GESTELLTE AUFGABE A: Nenne alle Bauteile, die der Beitrag über Kupferpaste in der Klammer jeweils hinter „rahmen -->“ aufführt.

•••••

# kupferpaste in verbindung mit alu kritisch?



## *adrenalin* (13. August 2008)

hallo,
in zusammenhang mit titan-rahmen hört und liest man immer wieder, daß kupferpaste wunder wirken soll. in der regel treffen dort aber alu und titan aufeinander (rahmen --> lagerschalen, rahmen --> sattelstütze, rahmen --> innenlager/ebb usw.).

jetzt habe ich neulich diesen hinweis gelesen:
"...Kupferpaste ist eine auf Dauer garantiert tödliche Verbindung, das Alu löst sich durch elektrochemische Korosion auf die Dauer aber dafür mit absoluter Sicherheit auf. Nach dem gleichen Prinzip funktionieren z.B. sogenannte Opferanoden an Heizungsanlagen, das unedlere Metall löst sich zugunsten des edleren auf und schützt dieses dadurch vor Korosion..."

wie ist eure meinung und erfahrung? ich fahre meine parts nicht über 5 jahre, aber mein titan-rahmen sollte älter werden und ich möchte im zweifelsfall nicht immer wieder den gleichen fehler bei der montage machen.

•••••

GESTELLTE AUFGABE B: Ermittle, in wie vielen Zeilen der Einträge das Wort "blue" vorkommt, und gib nur die Zahl an. Dabei kommt es auf Groß- und Kleinschreibung an.

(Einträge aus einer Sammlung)
•••••

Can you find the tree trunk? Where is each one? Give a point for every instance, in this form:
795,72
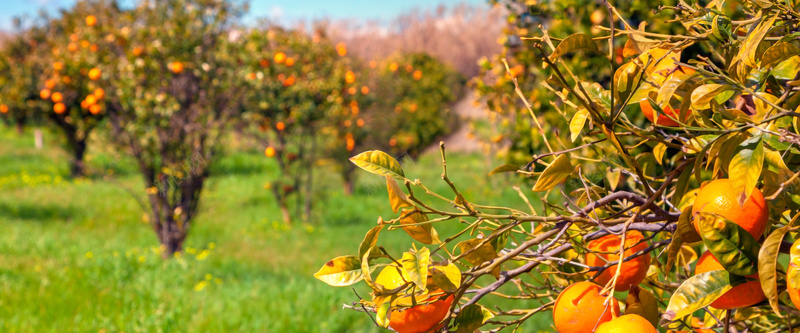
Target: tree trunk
37,139
78,151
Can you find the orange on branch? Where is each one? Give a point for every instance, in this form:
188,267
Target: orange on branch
421,318
59,108
91,20
628,323
580,308
279,58
719,197
269,152
94,74
176,67
743,295
56,97
607,249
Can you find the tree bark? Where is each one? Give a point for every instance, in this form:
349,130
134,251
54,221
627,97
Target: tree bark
78,152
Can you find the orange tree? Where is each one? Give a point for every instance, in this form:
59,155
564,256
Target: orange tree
413,95
73,86
177,87
22,60
303,103
630,205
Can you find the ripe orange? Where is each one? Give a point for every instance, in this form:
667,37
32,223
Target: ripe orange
719,197
743,295
94,74
56,97
627,324
270,151
697,327
350,77
579,308
421,318
59,108
91,100
279,58
632,272
176,67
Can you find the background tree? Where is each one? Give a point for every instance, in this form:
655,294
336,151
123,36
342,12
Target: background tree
702,124
176,89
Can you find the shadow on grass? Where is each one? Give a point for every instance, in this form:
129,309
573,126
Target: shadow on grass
36,213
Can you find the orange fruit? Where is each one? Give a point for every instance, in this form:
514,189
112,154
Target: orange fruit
270,151
59,108
743,295
91,100
421,318
176,67
719,197
94,74
632,272
279,58
627,324
579,308
56,97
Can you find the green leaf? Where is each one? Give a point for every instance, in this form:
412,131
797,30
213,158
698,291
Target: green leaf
340,271
642,302
397,198
379,163
750,46
505,168
554,174
370,239
702,96
448,278
733,246
471,318
777,53
696,293
423,233
577,123
575,42
745,168
415,263
768,265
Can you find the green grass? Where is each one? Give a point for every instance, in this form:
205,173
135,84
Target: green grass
78,256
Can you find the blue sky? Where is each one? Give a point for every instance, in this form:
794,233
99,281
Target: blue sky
286,10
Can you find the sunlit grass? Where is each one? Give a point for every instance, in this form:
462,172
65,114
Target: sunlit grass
78,255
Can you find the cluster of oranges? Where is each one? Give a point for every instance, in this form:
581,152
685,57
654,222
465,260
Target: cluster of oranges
581,307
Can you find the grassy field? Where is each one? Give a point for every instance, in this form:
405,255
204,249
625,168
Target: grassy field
78,255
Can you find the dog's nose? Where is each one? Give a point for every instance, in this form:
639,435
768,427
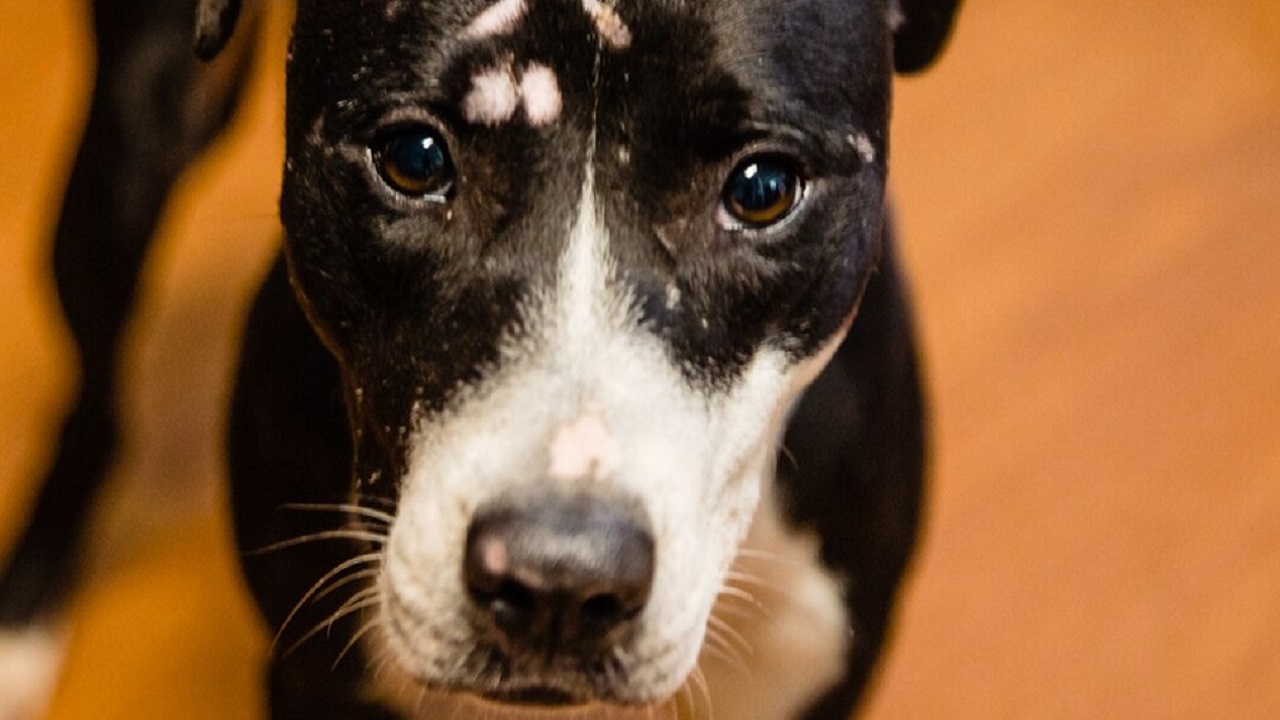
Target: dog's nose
558,574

•••••

VOLLSTÄNDIGE AUSGABE A: lagerschalen, sattelstütze, innenlager/ebb

VOLLSTÄNDIGE AUSGABE B: 2